• _Set exercise_
Write out, word for word, every line from the one containing "Target: metal scissor blade" through the last line of the records below, both ends included.

• _Data entries_
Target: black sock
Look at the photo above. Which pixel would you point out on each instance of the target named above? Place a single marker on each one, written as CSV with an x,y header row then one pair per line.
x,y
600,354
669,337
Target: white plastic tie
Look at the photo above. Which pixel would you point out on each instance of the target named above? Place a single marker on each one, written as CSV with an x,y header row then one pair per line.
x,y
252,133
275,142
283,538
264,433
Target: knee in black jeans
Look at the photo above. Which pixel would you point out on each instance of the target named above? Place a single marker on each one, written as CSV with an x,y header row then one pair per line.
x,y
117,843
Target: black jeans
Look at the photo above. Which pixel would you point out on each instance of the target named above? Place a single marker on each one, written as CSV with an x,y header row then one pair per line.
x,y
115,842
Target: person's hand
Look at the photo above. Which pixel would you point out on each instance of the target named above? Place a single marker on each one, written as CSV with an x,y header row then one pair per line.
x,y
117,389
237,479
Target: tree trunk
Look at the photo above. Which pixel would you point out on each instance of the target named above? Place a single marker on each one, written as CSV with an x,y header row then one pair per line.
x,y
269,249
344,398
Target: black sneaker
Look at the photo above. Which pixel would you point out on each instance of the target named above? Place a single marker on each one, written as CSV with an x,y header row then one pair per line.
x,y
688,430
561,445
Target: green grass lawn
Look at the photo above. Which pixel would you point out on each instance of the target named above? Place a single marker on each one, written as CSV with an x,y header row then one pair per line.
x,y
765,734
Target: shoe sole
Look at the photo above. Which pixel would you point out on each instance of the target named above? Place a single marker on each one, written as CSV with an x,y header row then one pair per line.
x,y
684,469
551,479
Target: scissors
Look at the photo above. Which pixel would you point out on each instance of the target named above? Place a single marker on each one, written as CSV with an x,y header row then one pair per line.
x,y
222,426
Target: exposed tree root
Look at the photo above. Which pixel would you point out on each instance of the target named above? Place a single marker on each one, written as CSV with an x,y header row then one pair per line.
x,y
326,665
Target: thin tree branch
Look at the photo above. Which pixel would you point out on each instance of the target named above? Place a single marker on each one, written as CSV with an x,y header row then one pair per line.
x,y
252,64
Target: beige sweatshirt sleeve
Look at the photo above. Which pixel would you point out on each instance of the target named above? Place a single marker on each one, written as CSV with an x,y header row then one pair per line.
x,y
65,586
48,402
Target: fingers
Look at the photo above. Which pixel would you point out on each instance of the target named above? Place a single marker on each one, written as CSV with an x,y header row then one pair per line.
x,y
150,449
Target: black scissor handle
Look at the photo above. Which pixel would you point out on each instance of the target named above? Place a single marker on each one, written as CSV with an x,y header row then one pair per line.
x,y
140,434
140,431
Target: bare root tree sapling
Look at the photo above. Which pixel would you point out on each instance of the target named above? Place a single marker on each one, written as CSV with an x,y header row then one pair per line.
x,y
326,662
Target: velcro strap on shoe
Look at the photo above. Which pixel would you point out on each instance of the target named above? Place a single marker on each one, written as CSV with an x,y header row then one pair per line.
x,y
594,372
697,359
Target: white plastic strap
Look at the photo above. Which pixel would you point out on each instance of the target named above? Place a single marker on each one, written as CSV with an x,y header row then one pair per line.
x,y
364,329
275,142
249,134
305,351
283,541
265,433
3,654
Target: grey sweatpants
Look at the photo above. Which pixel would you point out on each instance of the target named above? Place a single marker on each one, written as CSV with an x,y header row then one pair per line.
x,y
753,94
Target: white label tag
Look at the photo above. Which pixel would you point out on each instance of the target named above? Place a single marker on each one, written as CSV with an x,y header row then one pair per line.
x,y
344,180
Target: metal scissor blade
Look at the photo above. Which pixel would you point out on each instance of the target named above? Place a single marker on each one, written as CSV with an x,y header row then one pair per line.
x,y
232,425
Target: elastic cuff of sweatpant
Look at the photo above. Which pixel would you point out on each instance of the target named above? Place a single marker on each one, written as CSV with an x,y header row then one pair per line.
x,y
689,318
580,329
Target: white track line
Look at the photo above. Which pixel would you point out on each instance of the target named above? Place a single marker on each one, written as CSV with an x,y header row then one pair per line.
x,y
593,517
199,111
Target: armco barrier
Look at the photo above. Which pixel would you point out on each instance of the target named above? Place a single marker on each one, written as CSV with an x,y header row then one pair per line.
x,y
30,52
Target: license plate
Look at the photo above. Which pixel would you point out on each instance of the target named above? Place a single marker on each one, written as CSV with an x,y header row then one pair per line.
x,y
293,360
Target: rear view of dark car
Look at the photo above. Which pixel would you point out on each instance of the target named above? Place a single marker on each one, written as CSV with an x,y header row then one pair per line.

• _Exercise solution_
Target: metal scissor blade
Look at the photo above. Which pixel would you point out on each instance of the target named above? Place a single marker on each one, written as CSV with an x,y header row then one pair per line.
x,y
232,425
Target: elastic cuff of sweatpant
Look at the photo above. Which pixel would you point out on each instance of the target named above? Place a single marker on each one, written as CSV with an x,y header row then one pair per line.
x,y
689,318
580,329
Target: white track line
Look at the photo above. Which pixel would you point out on each instance of the target named above? Place a single marker on each one, written as CSV with an x,y header row then one pair per line.
x,y
593,517
199,111
Target: armco barrier
Look at the photo above. Which pixel would you point out on each instance of the target named above? Place a single marker on each one, written as CSV with an x,y header row then one pair per line.
x,y
30,52
Target: license plate
Look at the photo above. Which pixel would you point out on each instance of the target named above? Place a single marker on each one, written as CSV with an x,y header row then one pair per line.
x,y
293,360
Target: rear view of dark car
Look at the photo above. Which pixel would you point out on each instance of the target named above? Place a single marker on each one, written as CSV with an x,y header row then one pair per line.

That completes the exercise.